**PASSAGE SHOWN:**

start

August 6 is the feast day of the Transfiguration. Generally regarded as one of the most mystical episodes in the story of Jesus, the transfiguration tells of an intimate moment when Jesus and his disciples Peter, James and John steal away to a mountaintop, where Jesus begins to glow with a brilliant white light, and is joined by apparitions of two of the greatest figures from the Old Testament. As if that were not enough, a voice booming from heaven declares, “This is my Son, whom I love; with him I am well pleased. Listen to him!” Needless to say, the disciples are pretty much freaked out by the event, and I imagine it didn’t help any when Jesus instructed them not to tell anyone about it — at least, not until after the resurrection.
If the story as recounted in the Gospels (the Transfiguration appears in all three of the synoptic gospels, Matthew, Mark, and Luke) were not amazing enough, the Renaissance painter Raphael depicts Jesus levitating as he chats with Moses and Elijah!

end

**MATERIAL SHOWN:**
start

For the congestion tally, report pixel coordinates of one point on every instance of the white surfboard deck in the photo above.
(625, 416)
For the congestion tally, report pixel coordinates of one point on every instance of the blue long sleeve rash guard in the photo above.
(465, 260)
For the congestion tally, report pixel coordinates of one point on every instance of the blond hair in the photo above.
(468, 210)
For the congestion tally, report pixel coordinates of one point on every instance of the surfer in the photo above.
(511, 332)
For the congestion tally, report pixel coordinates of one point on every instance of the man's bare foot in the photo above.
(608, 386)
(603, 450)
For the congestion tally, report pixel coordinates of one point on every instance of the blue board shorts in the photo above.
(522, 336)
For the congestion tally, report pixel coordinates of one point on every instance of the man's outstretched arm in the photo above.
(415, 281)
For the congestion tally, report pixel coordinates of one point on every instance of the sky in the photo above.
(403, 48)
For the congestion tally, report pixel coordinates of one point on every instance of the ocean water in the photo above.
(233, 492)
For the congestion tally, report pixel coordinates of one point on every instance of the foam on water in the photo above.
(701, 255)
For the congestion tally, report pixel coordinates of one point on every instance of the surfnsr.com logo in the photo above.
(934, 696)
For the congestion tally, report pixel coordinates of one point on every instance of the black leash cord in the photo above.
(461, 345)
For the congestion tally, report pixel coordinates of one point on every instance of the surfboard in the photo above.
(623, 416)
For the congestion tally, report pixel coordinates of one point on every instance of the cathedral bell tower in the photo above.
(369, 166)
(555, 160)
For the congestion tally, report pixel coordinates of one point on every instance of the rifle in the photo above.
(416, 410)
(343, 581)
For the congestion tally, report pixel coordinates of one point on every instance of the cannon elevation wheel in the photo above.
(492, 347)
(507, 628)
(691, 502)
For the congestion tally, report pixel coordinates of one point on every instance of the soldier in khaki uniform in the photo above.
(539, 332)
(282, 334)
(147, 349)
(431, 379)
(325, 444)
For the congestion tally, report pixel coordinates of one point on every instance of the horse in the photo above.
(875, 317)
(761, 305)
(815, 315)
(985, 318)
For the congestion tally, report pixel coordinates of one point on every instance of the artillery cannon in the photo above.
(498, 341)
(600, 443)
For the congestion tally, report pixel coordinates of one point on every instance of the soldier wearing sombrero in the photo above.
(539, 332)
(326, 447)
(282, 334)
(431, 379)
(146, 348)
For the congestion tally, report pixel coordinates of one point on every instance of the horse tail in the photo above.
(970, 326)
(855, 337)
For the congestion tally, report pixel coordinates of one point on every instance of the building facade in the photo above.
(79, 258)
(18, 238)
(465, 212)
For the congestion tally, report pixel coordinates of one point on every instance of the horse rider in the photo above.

end

**GOAL:**
Answer from the Transfiguration passage above:
1. Which three disciples go to the mountaintop with Jesus?
2. Which gospels include the Transfiguration?
3. Which Renaissance painter shows Jesus levitating?

**SOLUTION FOR THIS TASK:**
1. Peter, James and John
2. Matthew, Mark and Luke
3. Raphael